Task description: Please pull out every line of the listing below that contains the word "find". Copy each of those lines in full.

[Saved entries]
::::::

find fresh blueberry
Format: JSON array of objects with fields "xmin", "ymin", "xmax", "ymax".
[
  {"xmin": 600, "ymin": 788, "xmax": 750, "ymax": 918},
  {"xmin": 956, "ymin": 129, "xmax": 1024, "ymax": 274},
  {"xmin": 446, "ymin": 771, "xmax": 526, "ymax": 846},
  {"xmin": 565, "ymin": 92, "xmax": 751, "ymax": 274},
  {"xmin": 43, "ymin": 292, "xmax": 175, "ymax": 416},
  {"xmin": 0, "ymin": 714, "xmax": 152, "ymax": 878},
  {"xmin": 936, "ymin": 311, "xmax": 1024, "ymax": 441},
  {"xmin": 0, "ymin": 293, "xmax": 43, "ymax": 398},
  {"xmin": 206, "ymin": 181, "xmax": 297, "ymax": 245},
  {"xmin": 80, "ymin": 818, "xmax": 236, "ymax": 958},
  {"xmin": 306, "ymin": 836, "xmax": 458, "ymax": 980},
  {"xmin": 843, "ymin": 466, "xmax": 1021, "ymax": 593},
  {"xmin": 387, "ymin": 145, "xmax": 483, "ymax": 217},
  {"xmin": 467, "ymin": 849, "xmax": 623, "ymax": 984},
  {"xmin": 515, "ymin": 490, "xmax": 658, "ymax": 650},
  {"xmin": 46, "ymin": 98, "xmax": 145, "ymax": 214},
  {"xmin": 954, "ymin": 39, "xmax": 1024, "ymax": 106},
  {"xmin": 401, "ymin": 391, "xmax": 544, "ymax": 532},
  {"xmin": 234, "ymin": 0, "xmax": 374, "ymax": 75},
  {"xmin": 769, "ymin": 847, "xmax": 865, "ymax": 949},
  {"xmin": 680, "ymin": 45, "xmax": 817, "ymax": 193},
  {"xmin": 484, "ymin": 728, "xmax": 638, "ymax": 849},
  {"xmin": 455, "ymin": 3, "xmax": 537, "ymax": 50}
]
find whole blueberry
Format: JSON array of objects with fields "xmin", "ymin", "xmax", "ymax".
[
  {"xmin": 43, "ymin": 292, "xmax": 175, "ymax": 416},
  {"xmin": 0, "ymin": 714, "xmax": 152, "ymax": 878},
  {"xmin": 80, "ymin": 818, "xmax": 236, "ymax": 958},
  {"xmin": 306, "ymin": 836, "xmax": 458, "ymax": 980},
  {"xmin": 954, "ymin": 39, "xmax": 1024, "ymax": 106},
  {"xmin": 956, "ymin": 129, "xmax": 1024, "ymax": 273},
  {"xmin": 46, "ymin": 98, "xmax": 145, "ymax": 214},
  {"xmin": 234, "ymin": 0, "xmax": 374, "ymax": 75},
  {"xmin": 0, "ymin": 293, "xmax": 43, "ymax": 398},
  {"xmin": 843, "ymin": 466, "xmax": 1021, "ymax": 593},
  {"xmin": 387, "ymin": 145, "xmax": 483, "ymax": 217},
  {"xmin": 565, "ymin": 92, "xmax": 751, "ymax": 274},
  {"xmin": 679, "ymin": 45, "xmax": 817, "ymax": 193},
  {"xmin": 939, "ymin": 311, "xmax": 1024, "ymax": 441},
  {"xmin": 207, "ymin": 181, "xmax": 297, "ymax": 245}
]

::::::

Solution for this task:
find fresh blueberry
find whole blueberry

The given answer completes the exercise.